Exercise prompt:
Copy out the lines below that hold the word "rocky".

Extracted records
+-------+

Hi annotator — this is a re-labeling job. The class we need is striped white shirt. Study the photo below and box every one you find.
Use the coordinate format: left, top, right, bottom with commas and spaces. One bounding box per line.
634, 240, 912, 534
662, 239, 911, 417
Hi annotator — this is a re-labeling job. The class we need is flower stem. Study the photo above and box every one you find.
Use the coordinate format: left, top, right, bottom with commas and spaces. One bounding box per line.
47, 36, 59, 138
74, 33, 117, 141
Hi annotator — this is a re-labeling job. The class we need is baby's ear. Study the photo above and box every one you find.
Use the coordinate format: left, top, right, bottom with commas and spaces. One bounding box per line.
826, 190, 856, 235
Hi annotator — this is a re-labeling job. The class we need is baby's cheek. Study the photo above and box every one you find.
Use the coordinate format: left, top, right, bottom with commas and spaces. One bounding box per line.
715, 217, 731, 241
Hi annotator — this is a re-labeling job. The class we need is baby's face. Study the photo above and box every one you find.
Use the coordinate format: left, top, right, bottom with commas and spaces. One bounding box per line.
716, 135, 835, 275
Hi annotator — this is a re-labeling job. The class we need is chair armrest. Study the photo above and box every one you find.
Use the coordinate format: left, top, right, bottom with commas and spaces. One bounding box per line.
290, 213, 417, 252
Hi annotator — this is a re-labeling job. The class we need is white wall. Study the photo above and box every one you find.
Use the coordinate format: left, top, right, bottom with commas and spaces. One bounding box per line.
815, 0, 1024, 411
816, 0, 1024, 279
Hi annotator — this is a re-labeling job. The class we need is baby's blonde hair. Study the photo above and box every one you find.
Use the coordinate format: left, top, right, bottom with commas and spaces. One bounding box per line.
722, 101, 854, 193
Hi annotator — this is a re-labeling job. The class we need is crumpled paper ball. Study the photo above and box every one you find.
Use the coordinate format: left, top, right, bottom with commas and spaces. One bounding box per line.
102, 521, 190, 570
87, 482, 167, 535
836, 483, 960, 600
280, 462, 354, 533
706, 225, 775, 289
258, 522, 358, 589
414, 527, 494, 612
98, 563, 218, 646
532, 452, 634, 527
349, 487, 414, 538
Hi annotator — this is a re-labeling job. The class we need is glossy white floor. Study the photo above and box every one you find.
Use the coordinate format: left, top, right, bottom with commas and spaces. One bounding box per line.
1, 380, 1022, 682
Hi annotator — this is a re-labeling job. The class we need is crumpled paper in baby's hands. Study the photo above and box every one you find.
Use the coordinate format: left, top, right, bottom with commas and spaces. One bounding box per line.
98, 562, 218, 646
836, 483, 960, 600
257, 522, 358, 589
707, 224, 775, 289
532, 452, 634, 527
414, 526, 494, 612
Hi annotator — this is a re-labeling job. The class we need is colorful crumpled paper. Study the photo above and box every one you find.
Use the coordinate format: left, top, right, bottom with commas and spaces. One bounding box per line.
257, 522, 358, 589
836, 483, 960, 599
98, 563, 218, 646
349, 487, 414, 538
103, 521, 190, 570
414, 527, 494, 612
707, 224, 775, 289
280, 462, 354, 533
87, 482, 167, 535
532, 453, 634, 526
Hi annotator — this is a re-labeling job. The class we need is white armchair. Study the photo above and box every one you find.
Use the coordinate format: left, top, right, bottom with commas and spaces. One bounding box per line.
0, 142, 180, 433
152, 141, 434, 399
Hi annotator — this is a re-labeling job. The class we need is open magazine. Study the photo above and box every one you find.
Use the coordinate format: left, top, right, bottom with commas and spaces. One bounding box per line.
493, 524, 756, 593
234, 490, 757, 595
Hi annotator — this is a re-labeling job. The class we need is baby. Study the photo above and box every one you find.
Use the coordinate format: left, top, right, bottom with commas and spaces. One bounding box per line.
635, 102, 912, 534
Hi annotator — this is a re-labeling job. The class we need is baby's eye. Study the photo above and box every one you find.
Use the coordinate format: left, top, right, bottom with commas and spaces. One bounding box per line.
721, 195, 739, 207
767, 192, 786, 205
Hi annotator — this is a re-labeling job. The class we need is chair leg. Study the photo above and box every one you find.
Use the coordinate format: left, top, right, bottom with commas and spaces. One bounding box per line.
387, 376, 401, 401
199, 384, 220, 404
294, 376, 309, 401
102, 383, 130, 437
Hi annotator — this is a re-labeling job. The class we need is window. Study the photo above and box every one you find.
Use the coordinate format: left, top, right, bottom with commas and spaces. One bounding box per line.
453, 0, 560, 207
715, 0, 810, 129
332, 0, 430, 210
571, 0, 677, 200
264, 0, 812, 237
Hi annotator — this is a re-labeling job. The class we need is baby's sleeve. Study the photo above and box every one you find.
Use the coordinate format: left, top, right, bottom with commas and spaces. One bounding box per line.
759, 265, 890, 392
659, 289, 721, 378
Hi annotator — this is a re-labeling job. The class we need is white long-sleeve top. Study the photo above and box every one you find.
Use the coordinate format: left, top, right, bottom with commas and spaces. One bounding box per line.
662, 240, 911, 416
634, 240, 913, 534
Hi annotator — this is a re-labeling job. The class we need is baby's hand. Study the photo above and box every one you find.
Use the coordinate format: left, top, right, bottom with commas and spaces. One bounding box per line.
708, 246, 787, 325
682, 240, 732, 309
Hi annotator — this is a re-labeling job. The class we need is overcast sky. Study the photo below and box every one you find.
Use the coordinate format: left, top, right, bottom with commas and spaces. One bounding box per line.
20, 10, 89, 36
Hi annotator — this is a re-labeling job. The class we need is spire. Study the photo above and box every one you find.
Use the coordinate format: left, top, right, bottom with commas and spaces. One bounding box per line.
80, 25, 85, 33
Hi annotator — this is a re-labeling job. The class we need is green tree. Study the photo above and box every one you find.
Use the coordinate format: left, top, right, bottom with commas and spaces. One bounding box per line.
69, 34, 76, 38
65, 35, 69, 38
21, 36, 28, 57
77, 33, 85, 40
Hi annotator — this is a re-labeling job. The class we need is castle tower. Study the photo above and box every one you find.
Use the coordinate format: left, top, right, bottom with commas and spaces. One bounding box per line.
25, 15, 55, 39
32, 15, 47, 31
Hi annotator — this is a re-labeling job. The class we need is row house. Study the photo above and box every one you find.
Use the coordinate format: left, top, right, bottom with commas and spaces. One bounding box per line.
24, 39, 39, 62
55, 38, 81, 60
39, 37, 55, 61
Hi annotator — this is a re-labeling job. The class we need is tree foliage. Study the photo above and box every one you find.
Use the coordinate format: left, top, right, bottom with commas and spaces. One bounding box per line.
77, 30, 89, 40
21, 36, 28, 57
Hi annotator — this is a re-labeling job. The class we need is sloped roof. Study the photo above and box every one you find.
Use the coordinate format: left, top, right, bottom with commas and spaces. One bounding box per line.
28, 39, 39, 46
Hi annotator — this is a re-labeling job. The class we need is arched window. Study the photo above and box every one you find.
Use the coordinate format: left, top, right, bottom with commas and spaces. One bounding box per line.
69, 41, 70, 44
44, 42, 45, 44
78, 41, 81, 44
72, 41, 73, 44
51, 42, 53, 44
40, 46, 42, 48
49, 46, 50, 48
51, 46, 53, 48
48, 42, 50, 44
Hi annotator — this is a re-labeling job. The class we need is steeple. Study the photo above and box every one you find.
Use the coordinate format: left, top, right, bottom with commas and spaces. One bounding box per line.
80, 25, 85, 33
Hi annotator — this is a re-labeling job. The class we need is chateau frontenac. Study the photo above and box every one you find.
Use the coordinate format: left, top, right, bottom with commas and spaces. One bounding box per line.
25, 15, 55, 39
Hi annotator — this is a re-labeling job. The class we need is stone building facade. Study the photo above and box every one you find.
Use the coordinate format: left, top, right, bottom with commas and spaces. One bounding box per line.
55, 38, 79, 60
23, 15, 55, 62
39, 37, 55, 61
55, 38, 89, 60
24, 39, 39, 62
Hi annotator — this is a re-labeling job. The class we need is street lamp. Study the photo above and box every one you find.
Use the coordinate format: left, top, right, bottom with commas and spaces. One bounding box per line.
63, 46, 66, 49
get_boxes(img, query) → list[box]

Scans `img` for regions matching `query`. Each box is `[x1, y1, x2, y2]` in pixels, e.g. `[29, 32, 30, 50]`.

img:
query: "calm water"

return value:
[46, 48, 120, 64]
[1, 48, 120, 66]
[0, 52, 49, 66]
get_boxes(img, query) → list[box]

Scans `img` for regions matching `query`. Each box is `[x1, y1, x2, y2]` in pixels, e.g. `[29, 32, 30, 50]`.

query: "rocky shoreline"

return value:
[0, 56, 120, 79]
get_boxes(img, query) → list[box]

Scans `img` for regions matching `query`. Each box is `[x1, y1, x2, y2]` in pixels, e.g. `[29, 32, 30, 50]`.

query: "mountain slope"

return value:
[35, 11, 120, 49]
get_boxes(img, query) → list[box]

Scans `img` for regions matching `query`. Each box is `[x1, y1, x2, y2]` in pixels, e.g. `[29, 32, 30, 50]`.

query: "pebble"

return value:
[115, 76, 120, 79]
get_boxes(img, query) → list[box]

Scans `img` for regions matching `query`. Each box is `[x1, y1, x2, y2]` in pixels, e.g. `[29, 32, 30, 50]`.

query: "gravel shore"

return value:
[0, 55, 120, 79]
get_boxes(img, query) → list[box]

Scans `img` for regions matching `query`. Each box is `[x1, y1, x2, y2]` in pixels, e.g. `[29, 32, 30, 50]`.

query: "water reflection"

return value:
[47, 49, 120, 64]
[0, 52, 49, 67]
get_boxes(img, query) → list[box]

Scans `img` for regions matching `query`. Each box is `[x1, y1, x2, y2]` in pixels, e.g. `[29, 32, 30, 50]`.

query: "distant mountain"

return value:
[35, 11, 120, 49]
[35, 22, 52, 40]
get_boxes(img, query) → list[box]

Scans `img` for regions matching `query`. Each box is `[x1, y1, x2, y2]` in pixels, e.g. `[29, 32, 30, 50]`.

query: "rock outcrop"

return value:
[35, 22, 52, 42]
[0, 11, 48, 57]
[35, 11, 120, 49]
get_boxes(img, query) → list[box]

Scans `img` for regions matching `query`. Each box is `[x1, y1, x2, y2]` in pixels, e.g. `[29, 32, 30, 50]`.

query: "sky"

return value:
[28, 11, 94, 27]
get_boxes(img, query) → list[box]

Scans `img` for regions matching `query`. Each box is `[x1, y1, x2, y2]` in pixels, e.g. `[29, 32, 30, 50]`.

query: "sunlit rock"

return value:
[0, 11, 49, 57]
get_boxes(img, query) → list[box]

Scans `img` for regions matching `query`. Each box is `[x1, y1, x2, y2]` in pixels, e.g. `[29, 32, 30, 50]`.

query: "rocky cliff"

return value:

+-------+

Solution to the exercise:
query: "rocky shoreline"
query: "rocky cliff"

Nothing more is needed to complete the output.